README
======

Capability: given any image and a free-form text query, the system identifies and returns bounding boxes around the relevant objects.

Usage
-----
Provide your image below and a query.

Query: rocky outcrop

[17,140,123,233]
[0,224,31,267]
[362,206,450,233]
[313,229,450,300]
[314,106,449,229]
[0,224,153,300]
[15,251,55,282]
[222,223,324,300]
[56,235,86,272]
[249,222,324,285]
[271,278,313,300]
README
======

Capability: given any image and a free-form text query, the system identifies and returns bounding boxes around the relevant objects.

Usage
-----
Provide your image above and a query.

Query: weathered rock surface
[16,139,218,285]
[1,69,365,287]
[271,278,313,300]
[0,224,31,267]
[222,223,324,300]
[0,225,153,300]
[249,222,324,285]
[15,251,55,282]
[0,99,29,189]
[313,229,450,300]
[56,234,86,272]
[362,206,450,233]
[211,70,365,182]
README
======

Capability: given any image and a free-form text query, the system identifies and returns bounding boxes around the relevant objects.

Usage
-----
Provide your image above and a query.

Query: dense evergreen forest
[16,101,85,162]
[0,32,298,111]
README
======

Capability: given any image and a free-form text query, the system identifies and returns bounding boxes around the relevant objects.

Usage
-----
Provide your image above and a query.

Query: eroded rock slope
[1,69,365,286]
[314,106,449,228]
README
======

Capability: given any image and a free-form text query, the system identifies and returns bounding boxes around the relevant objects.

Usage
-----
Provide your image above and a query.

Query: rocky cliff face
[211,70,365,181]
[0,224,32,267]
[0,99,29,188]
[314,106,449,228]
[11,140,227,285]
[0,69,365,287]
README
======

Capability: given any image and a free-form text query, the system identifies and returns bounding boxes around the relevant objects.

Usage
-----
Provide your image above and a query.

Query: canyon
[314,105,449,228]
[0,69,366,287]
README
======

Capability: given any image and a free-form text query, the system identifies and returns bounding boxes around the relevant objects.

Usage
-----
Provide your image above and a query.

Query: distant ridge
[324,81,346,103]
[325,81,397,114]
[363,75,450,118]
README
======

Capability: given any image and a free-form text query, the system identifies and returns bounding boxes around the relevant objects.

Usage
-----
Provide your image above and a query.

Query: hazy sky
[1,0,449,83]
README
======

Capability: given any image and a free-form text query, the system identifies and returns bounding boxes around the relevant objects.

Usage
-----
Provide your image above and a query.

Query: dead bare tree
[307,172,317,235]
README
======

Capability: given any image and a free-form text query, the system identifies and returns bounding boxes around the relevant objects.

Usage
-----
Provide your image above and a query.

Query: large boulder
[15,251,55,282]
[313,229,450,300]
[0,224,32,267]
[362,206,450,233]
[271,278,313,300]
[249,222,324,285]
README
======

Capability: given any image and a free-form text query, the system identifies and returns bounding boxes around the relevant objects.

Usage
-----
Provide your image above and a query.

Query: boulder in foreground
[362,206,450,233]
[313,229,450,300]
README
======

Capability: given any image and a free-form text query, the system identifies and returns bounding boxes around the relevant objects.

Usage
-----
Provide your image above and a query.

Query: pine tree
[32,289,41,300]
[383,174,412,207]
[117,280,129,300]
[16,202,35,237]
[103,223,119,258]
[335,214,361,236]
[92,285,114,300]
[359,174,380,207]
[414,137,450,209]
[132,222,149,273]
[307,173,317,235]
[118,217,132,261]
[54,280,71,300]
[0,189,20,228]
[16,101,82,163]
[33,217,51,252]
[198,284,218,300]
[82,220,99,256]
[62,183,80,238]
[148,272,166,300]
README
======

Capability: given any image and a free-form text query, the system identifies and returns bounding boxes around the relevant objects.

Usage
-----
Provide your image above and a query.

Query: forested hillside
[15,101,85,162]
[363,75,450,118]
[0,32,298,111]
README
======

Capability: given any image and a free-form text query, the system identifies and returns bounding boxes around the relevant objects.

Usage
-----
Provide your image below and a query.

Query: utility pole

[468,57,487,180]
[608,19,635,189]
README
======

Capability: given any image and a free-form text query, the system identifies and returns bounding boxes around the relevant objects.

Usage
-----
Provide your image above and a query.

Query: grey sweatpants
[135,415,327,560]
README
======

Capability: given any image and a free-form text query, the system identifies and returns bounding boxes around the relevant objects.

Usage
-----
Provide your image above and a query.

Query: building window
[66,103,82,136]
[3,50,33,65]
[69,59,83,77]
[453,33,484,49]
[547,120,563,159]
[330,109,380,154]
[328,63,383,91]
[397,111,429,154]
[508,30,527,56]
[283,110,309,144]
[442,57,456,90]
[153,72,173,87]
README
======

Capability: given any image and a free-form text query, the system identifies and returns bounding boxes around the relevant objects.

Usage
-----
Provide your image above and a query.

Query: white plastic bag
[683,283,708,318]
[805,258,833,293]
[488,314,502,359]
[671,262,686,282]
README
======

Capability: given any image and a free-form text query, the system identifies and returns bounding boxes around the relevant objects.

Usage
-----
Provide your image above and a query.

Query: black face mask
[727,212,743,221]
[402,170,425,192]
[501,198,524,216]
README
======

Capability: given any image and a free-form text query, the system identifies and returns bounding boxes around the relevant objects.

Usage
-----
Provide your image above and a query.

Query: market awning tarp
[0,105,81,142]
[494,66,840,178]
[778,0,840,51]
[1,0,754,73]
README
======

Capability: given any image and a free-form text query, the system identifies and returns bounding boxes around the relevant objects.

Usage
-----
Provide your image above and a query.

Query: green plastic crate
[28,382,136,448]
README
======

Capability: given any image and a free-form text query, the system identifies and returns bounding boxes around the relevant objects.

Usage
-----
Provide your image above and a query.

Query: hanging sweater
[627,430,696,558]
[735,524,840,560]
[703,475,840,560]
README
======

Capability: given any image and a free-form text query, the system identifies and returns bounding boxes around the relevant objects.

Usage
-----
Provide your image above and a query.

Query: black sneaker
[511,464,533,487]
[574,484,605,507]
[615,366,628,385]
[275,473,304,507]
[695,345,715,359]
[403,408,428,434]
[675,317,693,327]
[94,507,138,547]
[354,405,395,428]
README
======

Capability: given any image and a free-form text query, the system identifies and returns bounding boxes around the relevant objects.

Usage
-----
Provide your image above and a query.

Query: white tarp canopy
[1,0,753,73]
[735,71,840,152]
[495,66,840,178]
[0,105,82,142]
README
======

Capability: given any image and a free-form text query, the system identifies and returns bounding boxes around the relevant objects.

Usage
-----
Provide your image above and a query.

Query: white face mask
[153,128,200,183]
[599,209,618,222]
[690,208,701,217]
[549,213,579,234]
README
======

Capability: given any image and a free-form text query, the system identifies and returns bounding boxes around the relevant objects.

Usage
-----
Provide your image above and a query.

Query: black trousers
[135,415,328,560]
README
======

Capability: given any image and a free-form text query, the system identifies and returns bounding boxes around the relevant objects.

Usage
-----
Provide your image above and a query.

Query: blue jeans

**Task instructions**. When you output the entries, keep every word exactly as it stands.

**Completed exercise**.
README
======

Capability: given any image and a free-form text query, the system identifies and returns bounding boxes around the relevant objects.

Usage
-----
Provide your image below and a query.

Query: rocky outcrop

[17,140,123,233]
[0,224,31,267]
[362,206,450,233]
[313,229,450,300]
[314,106,449,229]
[0,224,153,300]
[15,251,55,282]
[222,223,324,300]
[56,235,86,272]
[249,222,324,285]
[271,278,313,300]
README
======

Capability: given any image and a free-form text query, the system identifies and returns bounding boxes around the relevant objects.

Usage
-----
Provide your image above and a query.

Query: weathered rock surface
[16,139,218,285]
[1,69,365,287]
[271,278,313,300]
[0,224,31,267]
[222,223,324,300]
[0,225,153,300]
[249,222,324,285]
[15,251,55,282]
[0,99,29,189]
[313,229,450,300]
[56,234,86,272]
[362,206,450,233]
[211,70,365,182]
README
======

Capability: given any image and a free-form text query, the system identifies and returns bounding boxes around the relevant objects.

Usage
-----
Provide your image above and a query.

Query: dense evergreen forest
[16,101,85,162]
[0,32,298,111]
README
======

Capability: given any image and a free-form text query, the system identifies and returns bounding boxes around the relevant objects.

Usage
-----
Provide your image above and a query.

Query: eroded rock slope
[1,69,365,286]
[314,106,449,228]
README
======

Capability: given any image and a free-form text query, the system identifies and returns bounding boxes around the relevant objects.

Usage
-----
Provide your image above and a query.

Query: rocky cliff face
[211,70,365,181]
[0,224,32,267]
[0,99,29,188]
[314,106,449,228]
[11,140,227,285]
[0,69,365,287]
README
======

Capability: given any image and a free-form text query, the system identifies and returns bounding boxes around the relevant objects.

Usage
-----
Provide your image above and a query.

Query: canyon
[314,105,449,228]
[0,69,366,287]
README
======

Capability: given any image and a free-form text query, the system identifies and returns bounding boxes around the relevant objects.

Usage
-----
Provide your image above and a query.

Query: distant ridge
[324,81,346,103]
[325,81,397,114]
[363,75,450,118]
README
======

Capability: given any image and a free-form text query, the system identifies and returns bounding boxes around the relevant objects.

Usage
-----
Provide your image above and a query.

Query: hazy sky
[1,0,449,83]
README
======

Capability: given any image and a free-form text query, the system identifies and returns bounding boxes around the relevant objects.

Usage
-----
Provide your image above and a query.

Query: dead bare tree
[307,172,317,235]
README
======

Capability: given any image and a free-form text query, the system identifies and returns bounding boxes around the relevant objects.

Usage
-----
Provide your image above and a query.

Query: large boulder
[15,251,55,282]
[313,229,450,300]
[0,224,32,267]
[362,206,450,233]
[271,278,313,300]
[249,222,324,285]
README
======

Capability: given any image and a free-form text query, the system identifies and returns bounding boxes around the relevant objects.

Usage
-----
Provide your image above and a query.

Query: boulder in foreground
[362,206,450,233]
[313,229,450,300]
README
======

Capability: given any image and a free-form text query, the system identifies and returns bounding boxes around the relevant objects.

Usage
-----
Provide your image above and a query.

Query: pine tree
[32,289,41,300]
[383,174,412,207]
[117,280,129,300]
[16,202,35,237]
[103,223,119,258]
[335,214,361,236]
[92,285,114,300]
[359,174,380,207]
[414,137,450,209]
[132,222,149,273]
[307,173,317,235]
[118,217,132,261]
[54,280,71,300]
[0,189,20,228]
[16,101,82,163]
[33,217,51,252]
[198,284,218,300]
[82,220,99,256]
[62,183,80,238]
[148,272,166,300]
README
======

Capability: given any image and a free-form text query, the system identifies and returns bounding boxes around the relevant objects.

Usage
-----
Provide your image above and a query.

Query: forested hillside
[15,101,85,162]
[363,75,450,118]
[0,32,298,111]
README
======

Capability: given any image and a free-form text query, the system identifies and returns bounding boxes around the relevant objects.

Usage
-----
Provide your image below and a query.

Query: utility pole

[468,57,487,180]
[608,19,635,189]
README
======

Capability: given any image and a free-form text query, the system identifies and returns bounding boxes around the relevant objects.

Usage
-----
Provide your image above and a query.

Query: grey sweatpants
[135,415,327,560]
README
======

Capability: given any image and a free-form text query, the system identifies and returns bounding boxes around the relevant objects.

Usage
-----
Provide your image above and a query.

Query: building window
[66,103,82,136]
[3,50,33,65]
[69,59,83,77]
[453,33,484,49]
[547,120,563,159]
[330,109,380,154]
[328,63,383,91]
[397,111,429,154]
[508,30,527,56]
[283,110,309,144]
[442,57,456,90]
[153,72,173,87]
README
======

Capability: given any image and a free-form text query, the system identifies and returns bounding boxes around the relevant objects.

Usage
-----
Provide your image above and a query.

Query: white plastic bag
[683,283,708,318]
[805,258,833,293]
[488,314,502,359]
[671,262,686,282]
README
======

Capability: given any image and a free-form text query, the system identifies and returns bounding boxes around the relevant objects.

Usage
-----
Provide your image above and a query.

Query: black face mask
[727,212,743,221]
[402,170,425,192]
[501,198,524,216]
README
======

Capability: given any image and a free-form text query, the system identifies and returns bounding boxes around the relevant objects.

Usage
-----
Provide your image above and a query.

Query: market awning tarp
[0,105,81,142]
[494,66,840,178]
[778,0,840,51]
[1,0,754,73]
README
======

Capability: given any image and a free-form text query, the system identifies and returns bounding boxes around the relevant objects.

Usage
-----
Provide your image above and a query.

Query: green plastic crate
[28,382,136,448]
README
======

Capability: given any image and a free-form text query, the system identifies and returns bounding boxes around the relevant objects.

Usage
-----
Provide your image above and a query.

Query: hanging sweater
[627,430,696,558]
[735,524,840,560]
[703,475,840,560]
README
======

Capability: given any image and a free-form text query, the system identifies and returns bounding boxes around the relevant objects.

Usage
-----
Provide your image above and a query.

Query: black sneaker
[511,464,533,487]
[574,484,605,507]
[615,366,628,385]
[275,473,304,507]
[695,345,715,359]
[403,408,428,434]
[675,317,693,327]
[94,507,138,547]
[354,405,395,428]
README
======

Capability: given any image and a free-form text query, the system identifies and returns bounding boxes around the relevant objects.

Usage
-----
Provide your image above and a query.

Query: white tarp canopy
[1,0,753,73]
[735,71,840,152]
[495,66,840,178]
[0,105,82,142]
README
======

Capability: given any image and a free-form text query, the system identifies and returns bounding boxes around the relevant objects.

Usage
-----
Provide your image above and a query.

Query: white face mask
[153,128,200,183]
[599,209,618,222]
[690,208,701,217]
[549,213,579,234]
README
======

Capability: given any image and a free-form text query, the system identifies and returns bounding boxes around the relevant objects.

Usage
-----
Provide your image above and a query.

Query: black trousers
[135,415,328,560]
README
======

Capability: given any image and a free-form text query, the system identifies and returns bounding boxes around the relevant objects.

Usage
-----
Provide your image above and a query.

Query: blue jeans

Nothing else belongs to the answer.